--- DATA TO PROCESS ---

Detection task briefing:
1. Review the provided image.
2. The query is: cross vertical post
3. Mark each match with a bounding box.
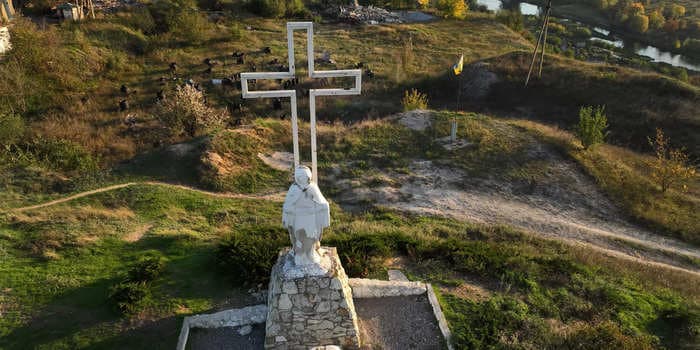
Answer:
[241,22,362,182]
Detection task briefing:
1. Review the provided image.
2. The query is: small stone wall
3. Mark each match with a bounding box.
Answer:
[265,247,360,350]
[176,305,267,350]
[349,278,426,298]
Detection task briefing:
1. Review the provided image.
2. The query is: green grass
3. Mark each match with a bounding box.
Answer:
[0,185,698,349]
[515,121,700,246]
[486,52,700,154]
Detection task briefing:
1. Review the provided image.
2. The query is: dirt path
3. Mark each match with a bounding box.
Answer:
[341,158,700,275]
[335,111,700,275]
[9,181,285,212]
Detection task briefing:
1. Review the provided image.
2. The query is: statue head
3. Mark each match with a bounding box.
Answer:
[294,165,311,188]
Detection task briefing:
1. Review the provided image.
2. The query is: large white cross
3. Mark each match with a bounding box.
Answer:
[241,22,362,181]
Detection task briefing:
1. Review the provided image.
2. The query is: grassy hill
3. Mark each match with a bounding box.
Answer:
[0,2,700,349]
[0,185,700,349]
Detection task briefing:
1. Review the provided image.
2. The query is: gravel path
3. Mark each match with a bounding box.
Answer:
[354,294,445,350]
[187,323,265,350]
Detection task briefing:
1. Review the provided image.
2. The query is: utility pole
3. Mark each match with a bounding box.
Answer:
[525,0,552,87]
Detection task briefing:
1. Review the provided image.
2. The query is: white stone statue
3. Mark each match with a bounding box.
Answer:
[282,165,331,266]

---

▶ [EXERCISE OBJECTIVE]: Express every line of the entries above as a JSON list of strings, one string per line, skipping blank lines and leaving out the pictures.

▶ [THE ANSWER]:
[
  "Detection task briefing:",
  "1. Review the provided image.",
  "2. The query is: cross vertical post",
  "3. Mark each match with a bounding box.",
  "Answer:",
  "[241,22,362,182]",
  "Detection task briefing:",
  "1. Review the provided image.",
  "2. The query is: small stone wall",
  "3. Mark each match with a bounding box.",
  "Answer:",
  "[265,247,360,350]",
  "[176,305,267,350]",
  "[349,278,426,298]",
  "Detection task briefing:",
  "1. Review the provided image.",
  "2. The query is: green grass",
  "3. Mark each match with a bounding box.",
  "Answer:",
  "[0,185,698,349]",
  "[515,121,700,246]",
  "[486,52,700,154]",
  "Detection task briefing:",
  "1. Review the provided image.",
  "2. The query is: dirt path",
  "3. Mark each match with a bounding box.",
  "Answer:",
  "[341,158,700,275]",
  "[335,111,700,275]",
  "[9,181,285,212]",
  "Detection task briefing:",
  "1. Review the provided image.",
  "2. The query is: statue head",
  "3. Mark each match with a bounding box.",
  "Answer:",
  "[294,165,311,188]",
  "Detection task briefing:",
  "1. Review the provided image.",
  "2. The query is: large white cross",
  "3. Mark each match with a bounding box.",
  "Answer:",
  "[241,22,362,181]",
  "Detection task briefing:",
  "1. Review the provided image.",
  "2. The query is: grassy hill",
  "3. Mark each match with a bounding box.",
  "Answer:",
  "[0,2,700,349]",
  "[0,185,700,349]",
  "Detection task briefing:",
  "1. Review the provided image.",
  "2. The query is: gravel path",
  "3. Mark each match with a bounding box.",
  "Answer:",
  "[354,294,445,350]",
  "[187,323,265,350]",
  "Detection task briefing:",
  "1. Review the provided image.",
  "2. The query is: utility pole",
  "3. Mark each match with a bounding box.",
  "Answer:",
  "[525,0,552,87]",
  "Detection task briefing:",
  "1. Review the provided image.",
  "2. The query is: white stone statue",
  "3. Mark each match with a bounding box.",
  "Answer:",
  "[282,165,331,266]"
]